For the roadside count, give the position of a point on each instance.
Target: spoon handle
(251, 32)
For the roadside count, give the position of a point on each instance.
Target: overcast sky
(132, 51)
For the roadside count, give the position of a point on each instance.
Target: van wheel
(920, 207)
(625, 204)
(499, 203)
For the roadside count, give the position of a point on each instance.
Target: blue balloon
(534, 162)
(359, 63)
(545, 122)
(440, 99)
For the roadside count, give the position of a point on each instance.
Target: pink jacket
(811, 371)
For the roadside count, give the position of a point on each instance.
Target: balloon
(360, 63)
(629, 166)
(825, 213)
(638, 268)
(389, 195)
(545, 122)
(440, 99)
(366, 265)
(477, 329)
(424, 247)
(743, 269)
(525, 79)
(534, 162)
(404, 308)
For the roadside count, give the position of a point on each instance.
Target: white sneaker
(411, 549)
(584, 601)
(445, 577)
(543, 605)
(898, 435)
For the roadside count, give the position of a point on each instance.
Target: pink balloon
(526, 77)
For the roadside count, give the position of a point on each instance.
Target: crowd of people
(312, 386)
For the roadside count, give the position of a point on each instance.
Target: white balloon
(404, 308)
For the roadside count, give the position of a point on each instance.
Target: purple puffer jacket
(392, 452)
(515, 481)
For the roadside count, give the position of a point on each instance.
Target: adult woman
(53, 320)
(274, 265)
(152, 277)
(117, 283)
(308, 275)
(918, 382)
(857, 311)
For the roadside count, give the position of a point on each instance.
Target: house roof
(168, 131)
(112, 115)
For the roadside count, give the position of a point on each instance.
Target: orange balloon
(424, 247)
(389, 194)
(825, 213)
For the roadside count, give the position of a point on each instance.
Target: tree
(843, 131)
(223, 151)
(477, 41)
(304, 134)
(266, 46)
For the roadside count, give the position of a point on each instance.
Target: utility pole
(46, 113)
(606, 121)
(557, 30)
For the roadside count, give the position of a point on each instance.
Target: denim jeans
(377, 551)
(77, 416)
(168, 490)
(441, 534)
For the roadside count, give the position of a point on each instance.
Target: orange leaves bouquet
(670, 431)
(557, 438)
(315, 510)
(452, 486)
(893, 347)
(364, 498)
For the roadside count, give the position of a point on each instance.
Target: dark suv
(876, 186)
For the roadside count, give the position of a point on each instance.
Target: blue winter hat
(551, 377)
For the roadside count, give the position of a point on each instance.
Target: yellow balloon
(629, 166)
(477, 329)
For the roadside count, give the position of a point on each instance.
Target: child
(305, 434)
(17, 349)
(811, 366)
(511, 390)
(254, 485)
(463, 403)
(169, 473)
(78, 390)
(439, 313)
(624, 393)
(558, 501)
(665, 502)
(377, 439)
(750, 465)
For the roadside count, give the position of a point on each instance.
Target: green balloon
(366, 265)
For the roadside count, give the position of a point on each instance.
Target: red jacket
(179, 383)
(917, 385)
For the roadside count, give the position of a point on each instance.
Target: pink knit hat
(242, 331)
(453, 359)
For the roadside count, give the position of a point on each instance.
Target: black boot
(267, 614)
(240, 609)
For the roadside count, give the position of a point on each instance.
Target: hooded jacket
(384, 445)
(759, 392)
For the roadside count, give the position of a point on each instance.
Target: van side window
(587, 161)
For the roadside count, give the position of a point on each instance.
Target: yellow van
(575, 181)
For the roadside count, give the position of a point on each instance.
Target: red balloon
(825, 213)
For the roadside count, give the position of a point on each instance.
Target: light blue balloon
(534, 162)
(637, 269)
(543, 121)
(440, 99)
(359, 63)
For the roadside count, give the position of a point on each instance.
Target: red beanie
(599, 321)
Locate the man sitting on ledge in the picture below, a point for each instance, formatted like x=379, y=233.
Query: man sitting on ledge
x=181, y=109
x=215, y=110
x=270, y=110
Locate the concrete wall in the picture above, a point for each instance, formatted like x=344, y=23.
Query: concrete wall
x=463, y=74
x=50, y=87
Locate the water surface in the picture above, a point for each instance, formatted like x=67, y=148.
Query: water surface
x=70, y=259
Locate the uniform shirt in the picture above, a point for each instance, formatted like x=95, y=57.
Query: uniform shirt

— About this exercise —
The whole listing is to be transcribed exactly.

— Result below —
For the roadside count, give the position of a point on each instance.
Target: spoon handle
(251, 32)
For the roadside count, give the position of a point on each instance.
Target: overcast sky
(132, 51)
For the roadside count, give the position of a point on each instance.
Target: van wheel
(920, 207)
(625, 204)
(499, 203)
For the roadside count, give the position of a point on each instance.
Target: blue balloon
(534, 162)
(359, 63)
(545, 122)
(440, 99)
For the roadside count, give the position of a point on each instance.
Target: pink jacket
(811, 371)
For the roadside count, give the position of a point on each instance.
Target: balloon
(360, 63)
(629, 166)
(825, 213)
(638, 268)
(389, 195)
(545, 122)
(440, 99)
(366, 265)
(477, 329)
(424, 247)
(743, 269)
(525, 79)
(534, 162)
(404, 308)
For the roadside count, give the position of a point on each instance.
Target: white sneaker
(411, 549)
(584, 601)
(445, 577)
(543, 605)
(898, 435)
For the roadside count, give the position of a point on each instance.
Target: pink balloon
(526, 77)
For the roadside count, give the position of a point on each instance.
Target: crowd of people
(312, 386)
For the roadside count, give the position of a point on each instance.
Target: white balloon
(404, 308)
For the roadside count, give the position of a point on each instance.
Target: purple puffer jacket
(392, 452)
(515, 481)
For the roadside count, give the position of a point on each instance.
Target: adult woman
(53, 320)
(274, 265)
(152, 277)
(117, 283)
(308, 275)
(918, 382)
(857, 311)
For the roadside count, give the position of a point on each instance.
Target: house roof
(168, 131)
(112, 115)
For the roadside count, give the position of a point on each instance.
Target: orange balloon
(424, 247)
(389, 194)
(825, 213)
For the roadside count, give the position of a point on each instance.
Target: tree
(843, 131)
(223, 151)
(477, 41)
(304, 134)
(266, 46)
For the roadside count, give the position of a point on each instance.
Target: utility pole
(46, 113)
(606, 121)
(557, 30)
For the roadside count, give the position of a point on each instance.
Target: denim jeans
(377, 551)
(77, 416)
(168, 490)
(441, 534)
For the roadside count, give the position of a point on each instance.
Target: orange leaves bouquet
(670, 431)
(557, 438)
(315, 510)
(452, 486)
(893, 347)
(364, 498)
For the roadside count, give the position of a point on each instance.
Target: dark suv
(876, 186)
For the roadside count, give the position of a point on each instance.
Target: blue winter hat
(551, 377)
For the roadside count, give the position of a point on each instance.
Target: yellow balloon
(629, 166)
(477, 329)
For the roadside count, give the position of a point on each instance.
Target: child
(305, 434)
(17, 349)
(811, 366)
(511, 390)
(254, 485)
(463, 403)
(169, 473)
(78, 390)
(439, 313)
(624, 393)
(558, 501)
(665, 502)
(377, 439)
(750, 465)
For the roadside count, give the position of a point on each instance.
Target: green balloon
(366, 265)
For the roadside count, give the position of a point on each instance.
Target: red jacket
(179, 383)
(917, 385)
For the roadside count, give the position of a point on each instance.
Target: pink knit hat
(242, 331)
(453, 359)
For the roadside count, give the position of a point on each instance.
Target: black boot
(267, 614)
(240, 609)
For the roadside count, give the position of a point on each instance.
Target: hooded jacket
(384, 445)
(759, 392)
For the roadside count, give the position of a point on each instance.
Target: van side window
(587, 161)
For the roadside count, give the position of a point on each instance.
Target: yellow van
(575, 181)
For the roadside count, give the position of a point on each instance.
Target: red balloon
(825, 213)
For the roadside count, give the position of a point on each instance.
Target: light blue balloon
(534, 162)
(637, 269)
(543, 121)
(440, 99)
(359, 63)
For the roadside count, give the position of a point on each instance.
Target: red beanie
(599, 321)
Locate the man sitting on ledge in the picture below, a point for each instance, formatted like x=379, y=233.
Query: man sitting on ledge
x=181, y=109
x=215, y=110
x=270, y=110
Locate the concrete wall in the picture above, a point for each instance, formatted like x=344, y=23.
Query: concrete wall
x=463, y=74
x=50, y=87
Locate the water surface in the picture above, a point for each instance, formatted like x=67, y=148.
Query: water surface
x=70, y=259
Locate the uniform shirt in the picture above, a point for each instance, formatted like x=95, y=57.
Query: uniform shirt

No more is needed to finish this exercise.